[Opening Records for the exercise section]

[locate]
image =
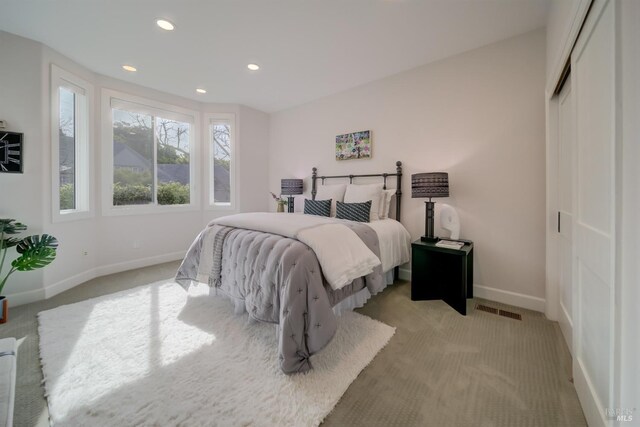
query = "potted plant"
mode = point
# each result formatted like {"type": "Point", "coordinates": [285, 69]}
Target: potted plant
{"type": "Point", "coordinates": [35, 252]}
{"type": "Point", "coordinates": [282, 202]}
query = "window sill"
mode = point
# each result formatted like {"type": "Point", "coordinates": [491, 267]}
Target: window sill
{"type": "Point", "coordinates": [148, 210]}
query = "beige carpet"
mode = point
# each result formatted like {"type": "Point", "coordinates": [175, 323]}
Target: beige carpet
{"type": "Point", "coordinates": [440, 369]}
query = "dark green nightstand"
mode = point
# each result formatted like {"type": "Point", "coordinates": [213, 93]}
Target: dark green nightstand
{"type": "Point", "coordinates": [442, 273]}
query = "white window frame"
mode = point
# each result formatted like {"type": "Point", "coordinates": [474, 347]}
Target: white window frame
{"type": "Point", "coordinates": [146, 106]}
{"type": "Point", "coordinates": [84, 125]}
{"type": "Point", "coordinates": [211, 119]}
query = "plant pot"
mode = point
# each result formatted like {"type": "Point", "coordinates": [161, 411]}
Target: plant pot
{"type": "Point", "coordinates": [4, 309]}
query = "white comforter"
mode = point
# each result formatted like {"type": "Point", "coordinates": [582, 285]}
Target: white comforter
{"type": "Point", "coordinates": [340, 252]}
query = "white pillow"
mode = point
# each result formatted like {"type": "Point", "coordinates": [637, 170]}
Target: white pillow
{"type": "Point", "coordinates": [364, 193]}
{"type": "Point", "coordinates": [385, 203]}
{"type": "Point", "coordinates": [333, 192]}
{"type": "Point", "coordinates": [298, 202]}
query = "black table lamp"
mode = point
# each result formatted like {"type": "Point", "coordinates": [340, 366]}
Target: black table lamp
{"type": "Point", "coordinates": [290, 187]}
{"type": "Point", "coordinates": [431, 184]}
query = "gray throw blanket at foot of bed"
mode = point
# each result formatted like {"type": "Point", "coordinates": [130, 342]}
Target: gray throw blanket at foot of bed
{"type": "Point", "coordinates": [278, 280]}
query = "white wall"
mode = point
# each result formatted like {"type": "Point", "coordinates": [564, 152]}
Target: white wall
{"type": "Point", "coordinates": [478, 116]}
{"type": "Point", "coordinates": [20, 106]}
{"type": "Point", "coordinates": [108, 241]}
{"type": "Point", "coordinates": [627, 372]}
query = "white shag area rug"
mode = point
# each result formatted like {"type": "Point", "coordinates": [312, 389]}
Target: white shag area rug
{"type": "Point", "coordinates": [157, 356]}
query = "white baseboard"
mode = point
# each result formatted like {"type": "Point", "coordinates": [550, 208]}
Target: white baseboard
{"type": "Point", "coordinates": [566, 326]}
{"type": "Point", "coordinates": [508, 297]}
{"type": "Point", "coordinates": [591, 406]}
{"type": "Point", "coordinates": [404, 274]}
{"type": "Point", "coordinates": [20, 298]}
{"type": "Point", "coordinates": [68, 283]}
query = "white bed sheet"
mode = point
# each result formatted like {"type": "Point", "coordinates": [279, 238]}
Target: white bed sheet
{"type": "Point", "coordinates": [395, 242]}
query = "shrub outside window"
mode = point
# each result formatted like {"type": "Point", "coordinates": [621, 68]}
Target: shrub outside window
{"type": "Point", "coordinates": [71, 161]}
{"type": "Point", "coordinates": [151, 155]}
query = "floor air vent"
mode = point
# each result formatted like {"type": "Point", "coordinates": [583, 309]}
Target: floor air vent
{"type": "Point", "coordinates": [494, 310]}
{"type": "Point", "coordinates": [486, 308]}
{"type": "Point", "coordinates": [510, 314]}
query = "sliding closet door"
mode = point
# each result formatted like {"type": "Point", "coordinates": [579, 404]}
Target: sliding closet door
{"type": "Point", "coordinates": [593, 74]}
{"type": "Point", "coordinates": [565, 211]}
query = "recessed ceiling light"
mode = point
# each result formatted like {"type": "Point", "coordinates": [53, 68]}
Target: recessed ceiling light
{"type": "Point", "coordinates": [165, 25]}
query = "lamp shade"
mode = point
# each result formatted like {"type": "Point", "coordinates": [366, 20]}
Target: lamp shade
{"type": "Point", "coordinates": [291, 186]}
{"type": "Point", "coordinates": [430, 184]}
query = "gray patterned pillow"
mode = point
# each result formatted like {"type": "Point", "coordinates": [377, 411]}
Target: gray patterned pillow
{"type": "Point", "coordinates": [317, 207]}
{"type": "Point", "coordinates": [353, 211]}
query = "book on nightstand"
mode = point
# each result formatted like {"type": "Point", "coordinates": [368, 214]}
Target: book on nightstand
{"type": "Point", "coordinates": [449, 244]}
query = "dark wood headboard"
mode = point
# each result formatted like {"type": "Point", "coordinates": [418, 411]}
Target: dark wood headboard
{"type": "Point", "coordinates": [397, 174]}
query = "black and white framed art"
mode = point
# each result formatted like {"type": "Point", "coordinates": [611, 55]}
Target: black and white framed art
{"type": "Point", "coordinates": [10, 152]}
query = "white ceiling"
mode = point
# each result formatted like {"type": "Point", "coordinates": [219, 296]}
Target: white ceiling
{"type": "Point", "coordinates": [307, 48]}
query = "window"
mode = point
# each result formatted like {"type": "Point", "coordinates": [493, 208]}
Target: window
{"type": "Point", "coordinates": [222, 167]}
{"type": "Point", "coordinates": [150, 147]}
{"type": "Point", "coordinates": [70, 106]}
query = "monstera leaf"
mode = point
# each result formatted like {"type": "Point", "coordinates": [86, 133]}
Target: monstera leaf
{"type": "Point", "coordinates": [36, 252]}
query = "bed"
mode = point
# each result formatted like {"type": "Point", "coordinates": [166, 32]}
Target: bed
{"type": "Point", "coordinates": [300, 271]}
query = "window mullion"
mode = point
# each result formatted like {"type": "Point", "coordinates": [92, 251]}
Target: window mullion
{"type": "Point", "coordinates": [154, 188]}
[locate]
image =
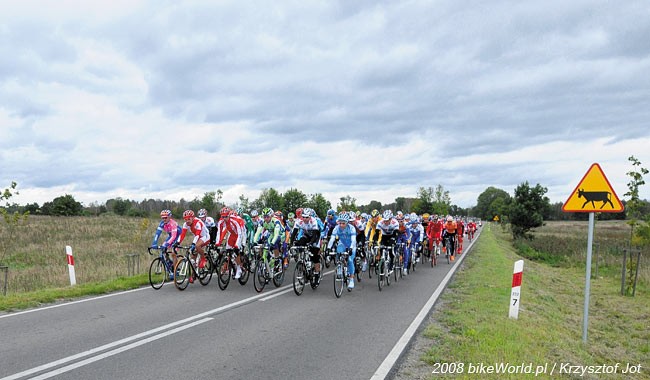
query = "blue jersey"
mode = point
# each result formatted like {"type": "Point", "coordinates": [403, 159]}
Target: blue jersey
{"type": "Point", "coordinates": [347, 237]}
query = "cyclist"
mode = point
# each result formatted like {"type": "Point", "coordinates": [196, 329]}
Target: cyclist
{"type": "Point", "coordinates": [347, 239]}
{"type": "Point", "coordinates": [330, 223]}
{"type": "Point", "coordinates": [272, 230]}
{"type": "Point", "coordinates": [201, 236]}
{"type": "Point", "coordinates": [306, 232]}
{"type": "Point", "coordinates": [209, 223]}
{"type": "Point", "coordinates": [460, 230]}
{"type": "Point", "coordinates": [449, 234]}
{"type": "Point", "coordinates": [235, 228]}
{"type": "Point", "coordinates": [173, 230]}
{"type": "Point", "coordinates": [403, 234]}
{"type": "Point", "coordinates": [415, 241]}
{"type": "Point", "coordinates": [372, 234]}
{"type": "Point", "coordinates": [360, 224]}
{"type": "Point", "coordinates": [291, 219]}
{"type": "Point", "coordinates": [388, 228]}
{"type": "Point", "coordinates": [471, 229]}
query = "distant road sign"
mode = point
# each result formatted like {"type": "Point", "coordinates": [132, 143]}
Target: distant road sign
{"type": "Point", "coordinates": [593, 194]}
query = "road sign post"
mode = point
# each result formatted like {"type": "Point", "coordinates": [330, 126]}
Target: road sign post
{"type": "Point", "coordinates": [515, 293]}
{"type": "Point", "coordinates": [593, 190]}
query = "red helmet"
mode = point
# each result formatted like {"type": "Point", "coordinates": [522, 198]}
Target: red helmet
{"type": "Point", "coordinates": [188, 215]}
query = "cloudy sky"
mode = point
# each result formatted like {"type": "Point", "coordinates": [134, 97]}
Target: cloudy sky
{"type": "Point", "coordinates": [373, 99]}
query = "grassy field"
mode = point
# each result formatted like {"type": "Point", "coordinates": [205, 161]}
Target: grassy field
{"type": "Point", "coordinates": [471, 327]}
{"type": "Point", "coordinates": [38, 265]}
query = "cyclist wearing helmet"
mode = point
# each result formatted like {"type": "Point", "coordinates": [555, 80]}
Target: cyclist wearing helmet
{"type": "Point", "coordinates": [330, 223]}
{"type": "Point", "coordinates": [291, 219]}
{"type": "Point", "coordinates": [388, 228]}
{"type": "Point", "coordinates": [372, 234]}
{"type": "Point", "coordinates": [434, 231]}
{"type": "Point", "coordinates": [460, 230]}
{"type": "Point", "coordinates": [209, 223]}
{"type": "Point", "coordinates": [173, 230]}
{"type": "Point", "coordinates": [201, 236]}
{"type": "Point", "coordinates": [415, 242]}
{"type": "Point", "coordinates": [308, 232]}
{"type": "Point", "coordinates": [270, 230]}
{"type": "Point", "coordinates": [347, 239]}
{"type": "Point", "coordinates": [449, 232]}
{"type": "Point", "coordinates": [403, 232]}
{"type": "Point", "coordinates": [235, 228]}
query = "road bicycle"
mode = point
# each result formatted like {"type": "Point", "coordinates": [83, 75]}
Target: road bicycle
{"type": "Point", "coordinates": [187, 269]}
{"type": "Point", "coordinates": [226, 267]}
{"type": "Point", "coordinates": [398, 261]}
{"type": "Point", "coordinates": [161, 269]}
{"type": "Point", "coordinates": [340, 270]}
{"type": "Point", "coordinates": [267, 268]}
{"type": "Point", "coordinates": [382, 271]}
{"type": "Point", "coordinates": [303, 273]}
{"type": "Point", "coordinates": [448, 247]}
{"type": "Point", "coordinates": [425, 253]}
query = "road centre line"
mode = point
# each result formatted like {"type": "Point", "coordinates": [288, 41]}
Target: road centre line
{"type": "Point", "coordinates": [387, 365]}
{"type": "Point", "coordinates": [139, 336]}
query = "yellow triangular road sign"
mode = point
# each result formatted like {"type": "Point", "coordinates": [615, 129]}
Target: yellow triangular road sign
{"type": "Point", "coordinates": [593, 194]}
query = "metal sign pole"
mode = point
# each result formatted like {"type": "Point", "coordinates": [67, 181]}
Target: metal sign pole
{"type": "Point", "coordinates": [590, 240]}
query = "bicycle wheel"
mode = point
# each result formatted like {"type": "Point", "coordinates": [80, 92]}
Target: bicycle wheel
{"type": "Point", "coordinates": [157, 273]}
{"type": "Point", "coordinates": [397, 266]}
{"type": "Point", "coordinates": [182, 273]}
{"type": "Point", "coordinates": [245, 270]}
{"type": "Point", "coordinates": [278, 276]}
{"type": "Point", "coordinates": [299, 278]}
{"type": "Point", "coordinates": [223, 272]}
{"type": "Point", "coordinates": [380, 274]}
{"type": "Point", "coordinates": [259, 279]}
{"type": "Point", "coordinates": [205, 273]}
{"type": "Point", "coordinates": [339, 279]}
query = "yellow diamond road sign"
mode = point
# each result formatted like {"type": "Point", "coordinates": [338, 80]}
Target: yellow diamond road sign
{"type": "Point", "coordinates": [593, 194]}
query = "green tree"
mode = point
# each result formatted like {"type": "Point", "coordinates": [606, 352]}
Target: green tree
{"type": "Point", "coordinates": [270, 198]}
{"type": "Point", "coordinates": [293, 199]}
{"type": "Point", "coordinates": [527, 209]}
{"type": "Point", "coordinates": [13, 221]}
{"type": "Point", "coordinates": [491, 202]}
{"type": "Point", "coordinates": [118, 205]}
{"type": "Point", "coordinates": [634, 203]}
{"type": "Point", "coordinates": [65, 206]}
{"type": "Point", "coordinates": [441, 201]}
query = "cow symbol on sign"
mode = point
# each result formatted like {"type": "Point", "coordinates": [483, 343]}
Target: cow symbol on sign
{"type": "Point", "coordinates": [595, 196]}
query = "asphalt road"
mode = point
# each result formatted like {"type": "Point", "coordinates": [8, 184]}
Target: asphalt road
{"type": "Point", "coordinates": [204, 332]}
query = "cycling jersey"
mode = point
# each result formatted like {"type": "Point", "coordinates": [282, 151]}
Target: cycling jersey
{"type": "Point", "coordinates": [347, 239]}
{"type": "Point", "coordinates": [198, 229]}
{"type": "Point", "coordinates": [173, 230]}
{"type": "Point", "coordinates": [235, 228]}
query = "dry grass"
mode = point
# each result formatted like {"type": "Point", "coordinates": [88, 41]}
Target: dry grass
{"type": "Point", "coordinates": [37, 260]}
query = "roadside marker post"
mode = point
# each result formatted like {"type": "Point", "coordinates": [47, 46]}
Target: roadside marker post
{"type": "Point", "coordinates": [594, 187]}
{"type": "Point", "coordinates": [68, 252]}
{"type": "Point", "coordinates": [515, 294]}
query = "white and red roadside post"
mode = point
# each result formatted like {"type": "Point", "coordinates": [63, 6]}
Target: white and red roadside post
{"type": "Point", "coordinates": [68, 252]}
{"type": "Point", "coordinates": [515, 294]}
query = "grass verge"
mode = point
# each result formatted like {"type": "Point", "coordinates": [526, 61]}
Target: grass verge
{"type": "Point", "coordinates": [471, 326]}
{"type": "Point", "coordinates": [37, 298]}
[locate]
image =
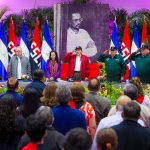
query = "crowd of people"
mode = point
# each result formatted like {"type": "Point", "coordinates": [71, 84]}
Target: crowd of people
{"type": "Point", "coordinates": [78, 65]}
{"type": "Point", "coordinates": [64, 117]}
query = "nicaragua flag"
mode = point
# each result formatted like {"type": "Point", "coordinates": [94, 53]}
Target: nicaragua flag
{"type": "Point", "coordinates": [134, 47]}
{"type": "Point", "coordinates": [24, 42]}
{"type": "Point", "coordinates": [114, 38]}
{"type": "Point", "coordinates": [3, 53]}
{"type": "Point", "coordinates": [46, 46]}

[Closing Records for the exercise section]

**Work item:**
In the records above, find the line containing "Target: grass verge" and restate it and every line after it word for word, all pictures excluded.

**Answer box:**
Target: grass verge
{"type": "Point", "coordinates": [471, 326]}
{"type": "Point", "coordinates": [37, 298]}
[locate]
image =
query = "crowd of people"
mode = point
# each result formatted like {"type": "Point", "coordinates": [71, 84]}
Target: crowd of people
{"type": "Point", "coordinates": [78, 65]}
{"type": "Point", "coordinates": [64, 117]}
query = "nicaragua flag"
mode = point
# each result formatted like {"type": "Point", "coordinates": [94, 53]}
Target: nicaragua flag
{"type": "Point", "coordinates": [134, 47]}
{"type": "Point", "coordinates": [24, 42]}
{"type": "Point", "coordinates": [114, 38]}
{"type": "Point", "coordinates": [3, 53]}
{"type": "Point", "coordinates": [46, 46]}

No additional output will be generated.